§ **Zadanie do wykonania**
Przepisz, proszę, wszystkie poniższe wiersze bez żadnych zmian.

§ **Wiersze**
'''

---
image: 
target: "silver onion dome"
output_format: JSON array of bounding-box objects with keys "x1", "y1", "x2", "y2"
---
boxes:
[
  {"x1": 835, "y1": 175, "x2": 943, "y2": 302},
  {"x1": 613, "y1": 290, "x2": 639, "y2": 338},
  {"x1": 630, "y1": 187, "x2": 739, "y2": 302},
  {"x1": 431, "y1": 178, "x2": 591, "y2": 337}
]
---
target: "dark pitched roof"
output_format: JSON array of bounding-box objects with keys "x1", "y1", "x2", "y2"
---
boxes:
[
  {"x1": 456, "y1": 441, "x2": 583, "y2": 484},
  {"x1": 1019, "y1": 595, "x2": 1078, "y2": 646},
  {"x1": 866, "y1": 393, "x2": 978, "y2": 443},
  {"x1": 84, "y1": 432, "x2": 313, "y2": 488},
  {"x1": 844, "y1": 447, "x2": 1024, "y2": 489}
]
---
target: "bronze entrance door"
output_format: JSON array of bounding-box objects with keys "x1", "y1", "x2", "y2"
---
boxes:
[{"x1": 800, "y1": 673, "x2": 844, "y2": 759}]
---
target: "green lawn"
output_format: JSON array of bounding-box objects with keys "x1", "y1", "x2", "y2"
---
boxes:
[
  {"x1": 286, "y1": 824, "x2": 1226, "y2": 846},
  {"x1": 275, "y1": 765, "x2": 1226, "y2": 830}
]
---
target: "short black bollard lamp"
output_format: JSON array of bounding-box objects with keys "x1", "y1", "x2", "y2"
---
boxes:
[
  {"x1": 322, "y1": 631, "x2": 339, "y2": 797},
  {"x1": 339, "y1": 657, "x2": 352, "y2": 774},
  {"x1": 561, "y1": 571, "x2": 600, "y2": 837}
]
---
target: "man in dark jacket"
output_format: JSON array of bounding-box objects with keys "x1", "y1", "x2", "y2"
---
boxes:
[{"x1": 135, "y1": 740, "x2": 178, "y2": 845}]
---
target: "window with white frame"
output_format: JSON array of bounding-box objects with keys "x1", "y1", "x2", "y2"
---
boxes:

'''

§ **Odpowiedź pisemna**
---
image: 
target: "silver onion dome"
output_format: JSON array of bounding-box objects with keys "x1", "y1", "x2", "y2"
---
boxes:
[
  {"x1": 835, "y1": 175, "x2": 943, "y2": 302},
  {"x1": 613, "y1": 290, "x2": 639, "y2": 338},
  {"x1": 630, "y1": 187, "x2": 739, "y2": 302},
  {"x1": 431, "y1": 178, "x2": 591, "y2": 337}
]
---
target: "dark pitched roof"
output_format: JSON array of bounding-box objects with keys "x1", "y1", "x2", "y2"
---
boxes:
[
  {"x1": 456, "y1": 441, "x2": 583, "y2": 484},
  {"x1": 1019, "y1": 595, "x2": 1078, "y2": 646},
  {"x1": 866, "y1": 393, "x2": 978, "y2": 443},
  {"x1": 84, "y1": 432, "x2": 313, "y2": 488},
  {"x1": 844, "y1": 447, "x2": 1024, "y2": 489}
]
---
target: "bronze entrance door"
output_format: JSON array of bounding-box objects with keys "x1", "y1", "x2", "y2"
---
boxes:
[{"x1": 800, "y1": 673, "x2": 844, "y2": 759}]
---
target: "green lawn"
output_format: JSON array of bounding-box objects with keys "x1", "y1", "x2", "y2"
---
boxes:
[
  {"x1": 286, "y1": 824, "x2": 1226, "y2": 846},
  {"x1": 275, "y1": 765, "x2": 1226, "y2": 830}
]
---
target: "short black bollard lamp"
output_format: JSON array of bounding-box objects with keys "x1", "y1", "x2", "y2"
---
boxes:
[
  {"x1": 322, "y1": 631, "x2": 339, "y2": 797},
  {"x1": 339, "y1": 657, "x2": 352, "y2": 774},
  {"x1": 561, "y1": 571, "x2": 600, "y2": 837}
]
---
target: "man in dark jacket"
output_format: JSON array of bounding-box objects with keys "x1", "y1", "x2", "y2"
---
boxes:
[{"x1": 135, "y1": 740, "x2": 178, "y2": 845}]
---
target: "window with white frame"
output_format: JSON array of bounding-box objects with keys "x1", "y1", "x2", "y2"
---
boxes:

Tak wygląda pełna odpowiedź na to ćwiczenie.